» **Directions for this task**
Every line from the one containing "Definition of the keypoint: for every instance of the concrete" through the end of the data is to be copied exactly, and nothing outside that range.
Top of Dataset content
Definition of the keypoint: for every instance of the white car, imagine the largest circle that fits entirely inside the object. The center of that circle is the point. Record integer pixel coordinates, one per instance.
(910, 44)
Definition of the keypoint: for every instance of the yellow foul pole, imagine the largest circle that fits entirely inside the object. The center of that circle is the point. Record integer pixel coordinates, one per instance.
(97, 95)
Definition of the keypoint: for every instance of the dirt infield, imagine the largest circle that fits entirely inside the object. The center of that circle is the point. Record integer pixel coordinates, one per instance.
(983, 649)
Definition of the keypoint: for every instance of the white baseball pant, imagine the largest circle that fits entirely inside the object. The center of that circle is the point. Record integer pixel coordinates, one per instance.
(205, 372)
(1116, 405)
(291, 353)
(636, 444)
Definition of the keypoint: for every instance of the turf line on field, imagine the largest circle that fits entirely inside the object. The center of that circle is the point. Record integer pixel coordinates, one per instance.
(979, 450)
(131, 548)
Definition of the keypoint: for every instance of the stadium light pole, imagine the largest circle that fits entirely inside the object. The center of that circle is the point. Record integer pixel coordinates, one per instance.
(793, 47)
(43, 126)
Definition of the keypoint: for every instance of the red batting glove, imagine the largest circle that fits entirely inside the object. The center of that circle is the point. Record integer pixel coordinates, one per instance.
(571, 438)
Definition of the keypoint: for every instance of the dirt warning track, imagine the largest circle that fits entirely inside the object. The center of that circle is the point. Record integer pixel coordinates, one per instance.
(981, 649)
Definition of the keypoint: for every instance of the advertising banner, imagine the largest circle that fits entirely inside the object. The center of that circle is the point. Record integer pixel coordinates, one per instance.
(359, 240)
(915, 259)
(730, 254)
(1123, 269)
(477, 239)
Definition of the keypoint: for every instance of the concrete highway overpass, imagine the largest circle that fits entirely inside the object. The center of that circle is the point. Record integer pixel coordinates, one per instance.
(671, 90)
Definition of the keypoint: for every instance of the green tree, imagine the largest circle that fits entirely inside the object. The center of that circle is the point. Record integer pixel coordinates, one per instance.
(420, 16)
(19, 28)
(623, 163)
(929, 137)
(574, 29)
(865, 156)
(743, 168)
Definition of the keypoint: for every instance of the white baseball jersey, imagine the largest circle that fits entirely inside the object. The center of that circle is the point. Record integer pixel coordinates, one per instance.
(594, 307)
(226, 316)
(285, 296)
Bottom of Dataset content
» **Expected answer**
Definition of the keypoint: for every instance of the concrete highway overpass, imagine the largest circle that fits entirely inside the object. The center of that circle is the point. Record integer pixel coordinates, one per instance.
(671, 90)
Definition of the keypoint: for every instance of the green tree, imagine the largest circle that fits entirely inside the object. The center of that circle is the point. Record integer pixel coordinates, one per instance.
(420, 16)
(19, 28)
(623, 163)
(929, 137)
(574, 29)
(865, 156)
(743, 168)
Definition of the keypoint: for every instance of the white baseball jersey, imagine the largest circle that fits entirely inside the object. The center of that circle is the point. Record integer pixel coordinates, one per instance.
(594, 307)
(226, 316)
(285, 296)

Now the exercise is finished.